[start of Entries provided]

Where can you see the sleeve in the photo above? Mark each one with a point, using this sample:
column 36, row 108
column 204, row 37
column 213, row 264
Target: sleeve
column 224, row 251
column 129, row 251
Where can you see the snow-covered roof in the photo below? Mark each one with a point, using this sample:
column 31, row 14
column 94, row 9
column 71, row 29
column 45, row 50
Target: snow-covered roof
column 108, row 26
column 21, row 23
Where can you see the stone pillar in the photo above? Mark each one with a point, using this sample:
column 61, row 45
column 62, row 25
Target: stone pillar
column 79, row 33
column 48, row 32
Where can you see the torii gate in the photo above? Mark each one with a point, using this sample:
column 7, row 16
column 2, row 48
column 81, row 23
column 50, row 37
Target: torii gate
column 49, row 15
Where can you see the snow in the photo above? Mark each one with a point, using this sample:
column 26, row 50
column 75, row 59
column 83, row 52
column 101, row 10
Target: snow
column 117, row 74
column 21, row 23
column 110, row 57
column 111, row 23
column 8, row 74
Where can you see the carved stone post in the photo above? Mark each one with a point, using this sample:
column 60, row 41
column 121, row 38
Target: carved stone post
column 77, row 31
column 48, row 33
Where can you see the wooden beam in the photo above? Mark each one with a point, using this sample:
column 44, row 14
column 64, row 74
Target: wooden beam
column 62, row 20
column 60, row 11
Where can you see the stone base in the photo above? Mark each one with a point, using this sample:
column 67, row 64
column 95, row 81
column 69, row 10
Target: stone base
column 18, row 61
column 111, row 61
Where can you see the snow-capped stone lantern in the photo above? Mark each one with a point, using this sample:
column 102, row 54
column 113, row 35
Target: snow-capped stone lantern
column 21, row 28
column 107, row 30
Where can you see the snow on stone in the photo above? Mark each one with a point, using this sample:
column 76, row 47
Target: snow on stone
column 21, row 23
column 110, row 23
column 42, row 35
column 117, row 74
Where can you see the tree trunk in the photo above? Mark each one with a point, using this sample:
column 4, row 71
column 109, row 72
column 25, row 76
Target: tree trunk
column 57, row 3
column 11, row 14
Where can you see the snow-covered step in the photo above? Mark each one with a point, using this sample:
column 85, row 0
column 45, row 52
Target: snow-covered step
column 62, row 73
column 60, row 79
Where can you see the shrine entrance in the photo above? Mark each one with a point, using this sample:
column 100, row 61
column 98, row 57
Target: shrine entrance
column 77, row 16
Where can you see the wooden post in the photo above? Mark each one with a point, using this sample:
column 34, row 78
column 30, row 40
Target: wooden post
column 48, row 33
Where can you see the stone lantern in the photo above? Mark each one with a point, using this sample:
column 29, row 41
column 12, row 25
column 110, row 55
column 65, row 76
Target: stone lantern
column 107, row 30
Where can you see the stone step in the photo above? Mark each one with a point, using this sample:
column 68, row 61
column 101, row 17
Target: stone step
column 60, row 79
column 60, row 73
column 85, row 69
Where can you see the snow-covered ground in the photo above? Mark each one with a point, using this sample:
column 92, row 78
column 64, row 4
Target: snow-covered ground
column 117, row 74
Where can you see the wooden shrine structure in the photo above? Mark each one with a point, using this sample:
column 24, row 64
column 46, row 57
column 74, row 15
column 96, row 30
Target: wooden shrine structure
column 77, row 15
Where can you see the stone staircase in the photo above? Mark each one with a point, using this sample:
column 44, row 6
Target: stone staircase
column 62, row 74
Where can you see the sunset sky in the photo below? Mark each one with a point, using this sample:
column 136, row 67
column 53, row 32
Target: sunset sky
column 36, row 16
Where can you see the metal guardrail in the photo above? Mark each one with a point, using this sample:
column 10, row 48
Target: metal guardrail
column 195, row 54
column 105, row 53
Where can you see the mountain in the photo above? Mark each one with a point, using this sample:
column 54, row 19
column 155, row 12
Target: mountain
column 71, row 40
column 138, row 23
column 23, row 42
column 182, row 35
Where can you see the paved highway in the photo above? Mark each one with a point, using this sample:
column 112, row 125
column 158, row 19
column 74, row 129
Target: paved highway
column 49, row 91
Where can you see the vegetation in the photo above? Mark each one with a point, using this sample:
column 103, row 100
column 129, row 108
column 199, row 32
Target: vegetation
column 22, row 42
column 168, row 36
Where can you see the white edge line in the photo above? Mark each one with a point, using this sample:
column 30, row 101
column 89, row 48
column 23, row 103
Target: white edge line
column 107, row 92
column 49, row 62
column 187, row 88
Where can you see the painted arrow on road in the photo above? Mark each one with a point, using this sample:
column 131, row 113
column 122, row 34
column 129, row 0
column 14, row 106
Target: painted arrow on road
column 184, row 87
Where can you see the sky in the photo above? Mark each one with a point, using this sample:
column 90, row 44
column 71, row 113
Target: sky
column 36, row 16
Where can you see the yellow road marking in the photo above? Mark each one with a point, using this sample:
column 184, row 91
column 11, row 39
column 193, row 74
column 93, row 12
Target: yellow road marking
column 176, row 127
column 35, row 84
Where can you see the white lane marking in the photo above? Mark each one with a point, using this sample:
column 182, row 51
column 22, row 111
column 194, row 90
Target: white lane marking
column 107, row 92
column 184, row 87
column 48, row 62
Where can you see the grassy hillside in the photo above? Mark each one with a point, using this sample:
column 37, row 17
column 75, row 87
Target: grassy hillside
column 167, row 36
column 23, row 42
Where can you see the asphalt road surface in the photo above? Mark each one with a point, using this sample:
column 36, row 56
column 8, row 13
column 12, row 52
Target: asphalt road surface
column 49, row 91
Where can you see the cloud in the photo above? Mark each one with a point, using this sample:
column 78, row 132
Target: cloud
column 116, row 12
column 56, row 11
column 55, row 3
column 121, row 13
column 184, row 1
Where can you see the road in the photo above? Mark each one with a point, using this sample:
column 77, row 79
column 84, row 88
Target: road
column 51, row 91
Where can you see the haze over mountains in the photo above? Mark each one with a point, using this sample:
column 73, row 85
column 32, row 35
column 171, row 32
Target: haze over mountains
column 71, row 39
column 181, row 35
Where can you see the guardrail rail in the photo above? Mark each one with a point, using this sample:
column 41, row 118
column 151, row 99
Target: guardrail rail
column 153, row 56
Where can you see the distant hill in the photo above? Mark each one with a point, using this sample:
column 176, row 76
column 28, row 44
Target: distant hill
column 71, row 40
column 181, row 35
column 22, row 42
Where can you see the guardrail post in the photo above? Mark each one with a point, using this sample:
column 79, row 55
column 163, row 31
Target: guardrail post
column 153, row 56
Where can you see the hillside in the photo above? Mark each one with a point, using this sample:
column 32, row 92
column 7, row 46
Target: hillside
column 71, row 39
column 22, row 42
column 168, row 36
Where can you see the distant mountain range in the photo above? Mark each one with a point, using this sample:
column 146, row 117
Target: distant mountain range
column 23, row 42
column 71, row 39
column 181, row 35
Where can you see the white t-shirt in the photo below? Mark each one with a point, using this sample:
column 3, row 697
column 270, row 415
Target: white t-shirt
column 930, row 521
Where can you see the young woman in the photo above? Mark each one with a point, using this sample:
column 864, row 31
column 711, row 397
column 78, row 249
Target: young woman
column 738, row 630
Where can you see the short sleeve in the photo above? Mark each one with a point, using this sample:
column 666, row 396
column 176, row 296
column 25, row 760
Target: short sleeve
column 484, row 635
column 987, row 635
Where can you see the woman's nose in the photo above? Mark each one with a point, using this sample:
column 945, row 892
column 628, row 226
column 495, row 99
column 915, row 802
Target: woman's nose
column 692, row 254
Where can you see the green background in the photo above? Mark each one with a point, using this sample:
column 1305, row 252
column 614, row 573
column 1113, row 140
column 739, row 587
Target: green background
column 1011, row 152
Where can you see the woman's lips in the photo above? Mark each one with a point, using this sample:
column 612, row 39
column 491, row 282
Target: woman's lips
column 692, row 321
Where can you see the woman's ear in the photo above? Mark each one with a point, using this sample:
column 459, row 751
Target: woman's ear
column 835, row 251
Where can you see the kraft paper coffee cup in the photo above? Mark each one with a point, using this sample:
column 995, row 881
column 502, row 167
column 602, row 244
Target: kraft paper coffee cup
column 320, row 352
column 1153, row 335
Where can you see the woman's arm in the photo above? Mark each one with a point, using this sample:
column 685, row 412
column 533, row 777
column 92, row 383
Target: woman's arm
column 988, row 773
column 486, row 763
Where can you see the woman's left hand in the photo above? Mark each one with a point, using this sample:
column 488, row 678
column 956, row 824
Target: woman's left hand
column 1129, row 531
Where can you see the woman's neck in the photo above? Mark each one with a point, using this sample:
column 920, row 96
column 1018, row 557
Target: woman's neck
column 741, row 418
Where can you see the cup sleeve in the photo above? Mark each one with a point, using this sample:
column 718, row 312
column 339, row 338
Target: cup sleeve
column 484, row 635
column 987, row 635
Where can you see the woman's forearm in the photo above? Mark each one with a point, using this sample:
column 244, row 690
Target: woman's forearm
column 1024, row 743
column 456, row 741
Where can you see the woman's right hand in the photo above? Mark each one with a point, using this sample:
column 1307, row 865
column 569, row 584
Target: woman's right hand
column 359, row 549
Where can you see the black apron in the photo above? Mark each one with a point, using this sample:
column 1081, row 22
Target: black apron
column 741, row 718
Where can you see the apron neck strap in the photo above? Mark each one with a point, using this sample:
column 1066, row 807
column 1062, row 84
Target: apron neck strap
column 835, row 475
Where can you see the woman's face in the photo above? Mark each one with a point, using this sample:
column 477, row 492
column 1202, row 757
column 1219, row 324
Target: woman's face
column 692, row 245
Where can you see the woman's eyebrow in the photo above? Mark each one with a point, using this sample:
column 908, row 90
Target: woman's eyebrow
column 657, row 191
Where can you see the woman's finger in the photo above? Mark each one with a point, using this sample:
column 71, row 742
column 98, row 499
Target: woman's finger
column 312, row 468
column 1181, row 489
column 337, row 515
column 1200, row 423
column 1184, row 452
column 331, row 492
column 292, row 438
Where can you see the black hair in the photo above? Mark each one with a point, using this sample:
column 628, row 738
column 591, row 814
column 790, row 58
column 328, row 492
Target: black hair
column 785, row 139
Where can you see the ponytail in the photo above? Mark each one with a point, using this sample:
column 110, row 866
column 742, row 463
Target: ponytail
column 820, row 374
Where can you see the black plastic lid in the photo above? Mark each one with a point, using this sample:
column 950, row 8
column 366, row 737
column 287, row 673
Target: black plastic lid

[end of Entries provided]

§ **Description of the task**: Copy everything in the data from the line containing "Where can you see the woman's neck" down to the line containing "column 741, row 418", replacing "woman's neck" with "woman's throat" wherever it occurs and changing nothing else.

§ **Answer to the task**:
Where can you see the woman's throat in the photo above? Mark each one with a point, using this sample:
column 920, row 96
column 1018, row 557
Target: woman's throat
column 741, row 418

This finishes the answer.